──────── RECORDS FOR THE EXERCISE

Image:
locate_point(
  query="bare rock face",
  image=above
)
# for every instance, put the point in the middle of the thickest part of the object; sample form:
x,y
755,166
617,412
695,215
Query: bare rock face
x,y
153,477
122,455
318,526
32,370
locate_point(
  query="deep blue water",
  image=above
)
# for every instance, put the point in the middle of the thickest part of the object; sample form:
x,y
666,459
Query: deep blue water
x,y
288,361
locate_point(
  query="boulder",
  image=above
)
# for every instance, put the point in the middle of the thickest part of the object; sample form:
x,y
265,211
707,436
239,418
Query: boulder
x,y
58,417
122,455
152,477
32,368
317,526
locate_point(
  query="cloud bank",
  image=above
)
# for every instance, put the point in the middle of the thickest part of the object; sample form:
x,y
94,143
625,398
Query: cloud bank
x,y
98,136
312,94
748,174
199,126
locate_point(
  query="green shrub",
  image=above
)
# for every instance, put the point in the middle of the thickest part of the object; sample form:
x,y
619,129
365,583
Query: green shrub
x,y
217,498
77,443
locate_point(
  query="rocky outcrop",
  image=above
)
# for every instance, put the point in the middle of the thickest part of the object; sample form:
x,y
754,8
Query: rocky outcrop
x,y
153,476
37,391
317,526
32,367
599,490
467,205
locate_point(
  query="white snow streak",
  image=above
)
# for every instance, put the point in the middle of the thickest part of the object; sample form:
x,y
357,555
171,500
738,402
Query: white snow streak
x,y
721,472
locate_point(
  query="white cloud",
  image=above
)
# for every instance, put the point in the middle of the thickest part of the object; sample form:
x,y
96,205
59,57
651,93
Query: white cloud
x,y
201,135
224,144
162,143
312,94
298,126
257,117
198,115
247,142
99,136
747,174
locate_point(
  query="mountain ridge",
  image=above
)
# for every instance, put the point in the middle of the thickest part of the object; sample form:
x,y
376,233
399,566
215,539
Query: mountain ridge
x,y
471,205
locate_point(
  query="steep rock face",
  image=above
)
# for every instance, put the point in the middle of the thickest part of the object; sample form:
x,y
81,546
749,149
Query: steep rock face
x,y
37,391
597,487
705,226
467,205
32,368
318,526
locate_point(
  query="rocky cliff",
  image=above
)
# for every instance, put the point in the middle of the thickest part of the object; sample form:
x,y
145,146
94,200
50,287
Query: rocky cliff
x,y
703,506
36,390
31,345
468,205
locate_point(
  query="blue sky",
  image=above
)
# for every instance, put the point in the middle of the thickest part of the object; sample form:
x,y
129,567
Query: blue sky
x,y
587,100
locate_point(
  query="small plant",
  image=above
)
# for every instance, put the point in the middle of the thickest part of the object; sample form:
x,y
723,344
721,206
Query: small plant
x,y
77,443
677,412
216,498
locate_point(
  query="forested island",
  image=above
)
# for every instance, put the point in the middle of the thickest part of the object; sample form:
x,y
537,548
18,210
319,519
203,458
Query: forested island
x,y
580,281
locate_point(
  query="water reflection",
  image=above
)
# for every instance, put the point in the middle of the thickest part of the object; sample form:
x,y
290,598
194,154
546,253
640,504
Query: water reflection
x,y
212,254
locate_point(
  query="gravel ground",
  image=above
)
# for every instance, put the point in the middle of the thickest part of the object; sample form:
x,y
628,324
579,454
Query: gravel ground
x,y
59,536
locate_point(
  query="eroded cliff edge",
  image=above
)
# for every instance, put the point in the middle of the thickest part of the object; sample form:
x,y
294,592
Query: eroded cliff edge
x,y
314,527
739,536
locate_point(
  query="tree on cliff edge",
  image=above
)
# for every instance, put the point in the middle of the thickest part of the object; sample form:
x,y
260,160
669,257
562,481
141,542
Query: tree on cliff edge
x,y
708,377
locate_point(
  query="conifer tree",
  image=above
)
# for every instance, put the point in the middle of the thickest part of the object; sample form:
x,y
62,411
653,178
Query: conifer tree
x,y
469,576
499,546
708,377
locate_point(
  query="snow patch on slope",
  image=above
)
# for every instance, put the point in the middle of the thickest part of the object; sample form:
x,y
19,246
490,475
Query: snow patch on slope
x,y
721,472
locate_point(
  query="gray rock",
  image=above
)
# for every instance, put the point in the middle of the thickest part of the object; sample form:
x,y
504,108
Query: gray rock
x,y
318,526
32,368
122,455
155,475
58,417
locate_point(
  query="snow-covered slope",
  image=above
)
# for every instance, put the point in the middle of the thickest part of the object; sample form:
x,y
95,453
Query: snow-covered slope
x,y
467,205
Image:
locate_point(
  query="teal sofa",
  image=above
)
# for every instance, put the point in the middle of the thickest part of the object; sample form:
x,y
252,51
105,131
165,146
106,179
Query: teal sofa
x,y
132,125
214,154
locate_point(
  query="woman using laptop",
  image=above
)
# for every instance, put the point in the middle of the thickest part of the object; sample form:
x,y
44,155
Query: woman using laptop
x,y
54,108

────────────────

Extract each line of the listing that contains the word "deep".

(EXERCISE RESPONSE):
  query="deep blue water",
Query: deep blue water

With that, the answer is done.